DO YOU EVER FEEL UNMOTIVATED? YOU MIGHT know that you should be getting more exercise—running, lifting weights, riding a bike—yet you struggle to get yourself off the couch. Some little excuse always gets in the way: It’s raining; I’m tired; the second-to-last episode of my third-favorite TV show is on.

If this describes you, you’re not alone. Many people have trouble motivating themselves. But not everybody. One day in 2002, a 24-year-old man in Ghana, Emmanuel Ofusu Yeboah, got off his couch, climbed on a bicycle, and motivated himself to bike across his country. “I am giving all my effort to this,” Mr. Yeboah said. “I don’t want to give up. I don’t want to give up” (Associated Press, 2005).

His trip took months, but he finished it—and then made another trip, flying more than 7500 miles to San Diego, California, to compete in the biking portion of a triathlon.

• Supplied material:

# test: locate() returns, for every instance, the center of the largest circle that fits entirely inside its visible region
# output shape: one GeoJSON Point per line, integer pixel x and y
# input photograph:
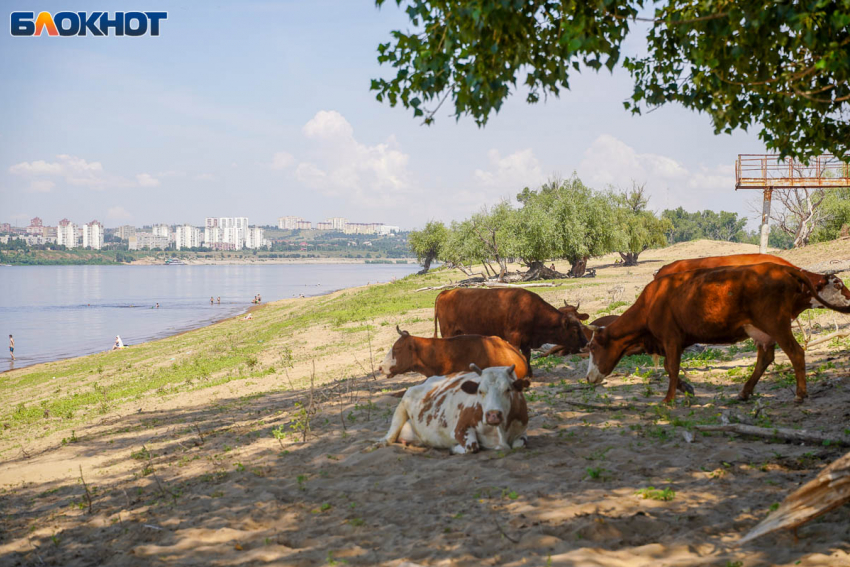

• Problems:
#1 The passage on motivation gives examples of excuses that keep someone on the couch. List all of them.
#2 Reproduce the passage on motivation between "DO YOU EVER" and "of a triathlon.", inclusive.

• Task-by-task solutions:
#1
- It’s raining
- I’m tired
- the second-to-last episode of my third-favorite TV show is on

#2
DO YOU EVER FEEL UNMOTIVATED? YOU MIGHT know that you should be getting more exercise—running, lifting weights, riding a bike—yet you struggle to get yourself off the couch. Some little excuse always gets in the way: It’s raining; I’m tired; the second-to-last episode of my third-favorite TV show is on.

If this describes you, you’re not alone. Many people have trouble motivating themselves. But not everybody. One day in 2002, a 24-year-old man in Ghana, Emmanuel Ofusu Yeboah, got off his couch, climbed on a bicycle, and motivated himself to bike across his country. “I am giving all my effort to this,” Mr. Yeboah said. “I don’t want to give up. I don’t want to give up” (Associated Press, 2005).

His trip took months, but he finished it—and then made another trip, flying more than 7500 miles to San Diego, California, to compete in the biking portion of a triathlon.